----- Provided information

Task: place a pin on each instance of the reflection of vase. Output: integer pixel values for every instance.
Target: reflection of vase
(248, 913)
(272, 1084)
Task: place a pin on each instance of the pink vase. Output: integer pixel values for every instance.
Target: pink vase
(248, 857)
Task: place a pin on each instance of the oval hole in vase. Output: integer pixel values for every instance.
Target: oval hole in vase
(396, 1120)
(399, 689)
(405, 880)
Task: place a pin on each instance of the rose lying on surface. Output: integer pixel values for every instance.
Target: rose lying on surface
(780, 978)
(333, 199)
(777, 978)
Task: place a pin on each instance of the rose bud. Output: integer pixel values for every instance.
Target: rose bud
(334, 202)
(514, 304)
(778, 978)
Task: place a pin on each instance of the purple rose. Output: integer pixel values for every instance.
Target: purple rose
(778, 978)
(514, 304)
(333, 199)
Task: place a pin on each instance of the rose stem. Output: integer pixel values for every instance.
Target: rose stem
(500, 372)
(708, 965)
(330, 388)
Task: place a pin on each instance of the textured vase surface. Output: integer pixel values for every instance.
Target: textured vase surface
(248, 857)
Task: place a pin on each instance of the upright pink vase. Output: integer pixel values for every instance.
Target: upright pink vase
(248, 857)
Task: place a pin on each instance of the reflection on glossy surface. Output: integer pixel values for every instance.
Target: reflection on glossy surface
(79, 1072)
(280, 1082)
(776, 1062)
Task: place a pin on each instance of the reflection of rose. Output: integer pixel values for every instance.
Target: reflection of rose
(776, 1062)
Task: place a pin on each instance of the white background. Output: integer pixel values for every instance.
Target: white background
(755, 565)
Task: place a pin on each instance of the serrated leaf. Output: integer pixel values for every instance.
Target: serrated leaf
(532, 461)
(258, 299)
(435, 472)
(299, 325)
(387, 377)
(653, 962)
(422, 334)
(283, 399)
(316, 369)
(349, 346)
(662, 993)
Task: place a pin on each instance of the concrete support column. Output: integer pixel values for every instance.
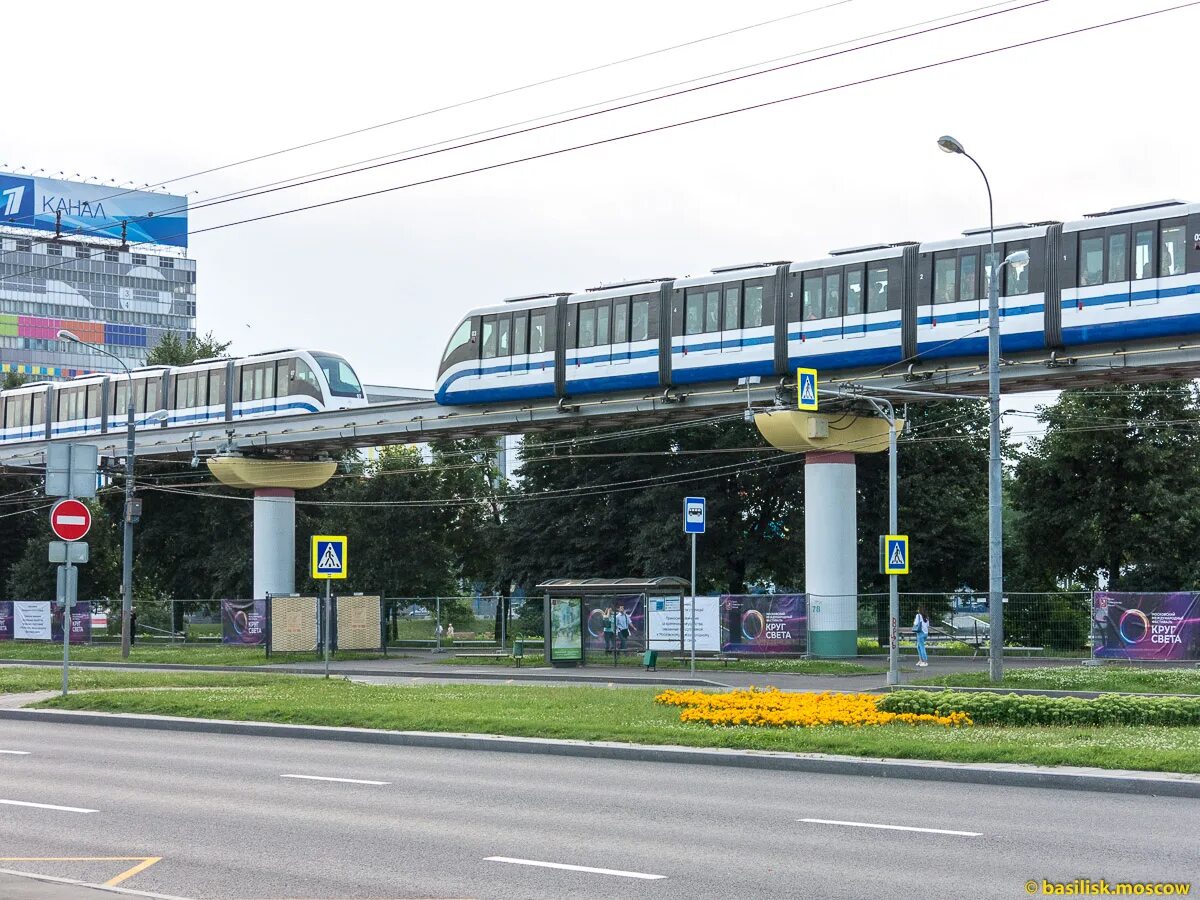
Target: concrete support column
(831, 553)
(275, 541)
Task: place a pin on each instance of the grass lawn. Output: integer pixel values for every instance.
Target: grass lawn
(795, 666)
(1084, 678)
(216, 655)
(631, 715)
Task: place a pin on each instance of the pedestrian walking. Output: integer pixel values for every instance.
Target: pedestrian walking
(921, 631)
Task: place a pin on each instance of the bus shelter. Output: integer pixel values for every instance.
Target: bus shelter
(601, 618)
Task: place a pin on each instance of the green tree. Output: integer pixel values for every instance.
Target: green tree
(173, 351)
(1110, 492)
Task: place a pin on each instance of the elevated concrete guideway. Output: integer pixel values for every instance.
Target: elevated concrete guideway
(415, 421)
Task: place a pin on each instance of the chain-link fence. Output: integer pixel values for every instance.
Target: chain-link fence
(1036, 624)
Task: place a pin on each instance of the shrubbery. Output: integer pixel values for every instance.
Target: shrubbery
(985, 708)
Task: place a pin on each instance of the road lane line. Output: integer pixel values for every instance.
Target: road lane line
(645, 876)
(342, 780)
(130, 873)
(47, 805)
(892, 828)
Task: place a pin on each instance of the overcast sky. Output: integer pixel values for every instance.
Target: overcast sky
(155, 91)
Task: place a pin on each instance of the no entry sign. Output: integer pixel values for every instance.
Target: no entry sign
(70, 520)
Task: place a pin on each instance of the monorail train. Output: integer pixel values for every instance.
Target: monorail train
(214, 390)
(1129, 273)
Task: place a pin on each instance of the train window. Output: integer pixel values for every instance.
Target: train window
(489, 337)
(461, 336)
(969, 268)
(751, 311)
(1171, 252)
(732, 309)
(1017, 277)
(1091, 261)
(587, 329)
(306, 379)
(694, 313)
(640, 321)
(621, 322)
(833, 295)
(1144, 253)
(504, 336)
(520, 334)
(877, 289)
(604, 313)
(853, 292)
(813, 304)
(945, 285)
(217, 383)
(1119, 244)
(538, 333)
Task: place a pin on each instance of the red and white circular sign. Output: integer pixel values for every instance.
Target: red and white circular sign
(70, 520)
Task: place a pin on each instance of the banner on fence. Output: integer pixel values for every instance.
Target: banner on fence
(244, 622)
(358, 623)
(598, 609)
(763, 623)
(663, 627)
(1152, 627)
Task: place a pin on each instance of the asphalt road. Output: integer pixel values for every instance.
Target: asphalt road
(228, 817)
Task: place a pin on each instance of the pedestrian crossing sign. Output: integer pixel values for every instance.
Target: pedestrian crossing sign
(895, 555)
(807, 389)
(329, 556)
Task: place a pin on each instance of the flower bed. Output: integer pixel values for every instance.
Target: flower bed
(773, 707)
(987, 708)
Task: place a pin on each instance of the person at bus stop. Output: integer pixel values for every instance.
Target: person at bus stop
(921, 631)
(624, 624)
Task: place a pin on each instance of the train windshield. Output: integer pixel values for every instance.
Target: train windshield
(342, 381)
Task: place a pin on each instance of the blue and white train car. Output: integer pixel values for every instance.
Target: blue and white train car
(268, 384)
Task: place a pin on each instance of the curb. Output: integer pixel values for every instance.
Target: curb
(1003, 774)
(294, 670)
(1032, 691)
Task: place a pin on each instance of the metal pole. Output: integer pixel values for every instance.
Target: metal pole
(694, 603)
(995, 520)
(66, 622)
(328, 592)
(893, 583)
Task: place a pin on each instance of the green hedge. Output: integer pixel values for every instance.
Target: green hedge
(987, 708)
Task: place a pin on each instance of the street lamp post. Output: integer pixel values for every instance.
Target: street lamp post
(127, 549)
(995, 499)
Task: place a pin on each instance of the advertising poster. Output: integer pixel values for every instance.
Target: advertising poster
(763, 623)
(244, 622)
(1155, 627)
(599, 607)
(81, 623)
(565, 628)
(663, 631)
(31, 619)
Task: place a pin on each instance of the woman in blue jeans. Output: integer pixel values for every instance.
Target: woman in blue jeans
(921, 630)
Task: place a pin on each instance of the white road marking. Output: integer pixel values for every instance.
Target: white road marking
(893, 828)
(343, 780)
(574, 868)
(47, 805)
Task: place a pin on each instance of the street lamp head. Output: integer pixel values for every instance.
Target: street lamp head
(949, 144)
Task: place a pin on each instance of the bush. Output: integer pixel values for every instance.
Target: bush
(987, 708)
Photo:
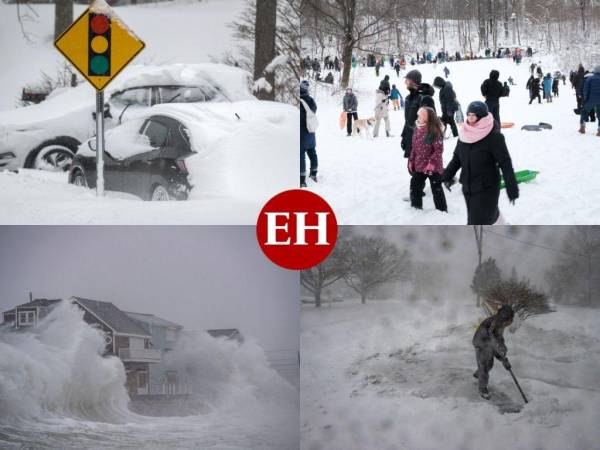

----------

• [Directions]
Taking the entries above, print exactly the lines starting at the line with "Task: place a pin on each instance of the bus shelter." and ending at the line with "Task: place a pin on each instance of the elevated", both included.

• [Exercise solution]
Task: place a pin on each instance of the bus shelter. Output: integer pixel values for every instance.
Target: bus shelter
(601, 618)
Task: place a pin on each instance of the green tree. Output: integer pixel values for every instance.
Target: green tree
(173, 351)
(1110, 492)
Task: place a pin on each instance of the elevated concrete guideway. Output: integer pixel values for every instance.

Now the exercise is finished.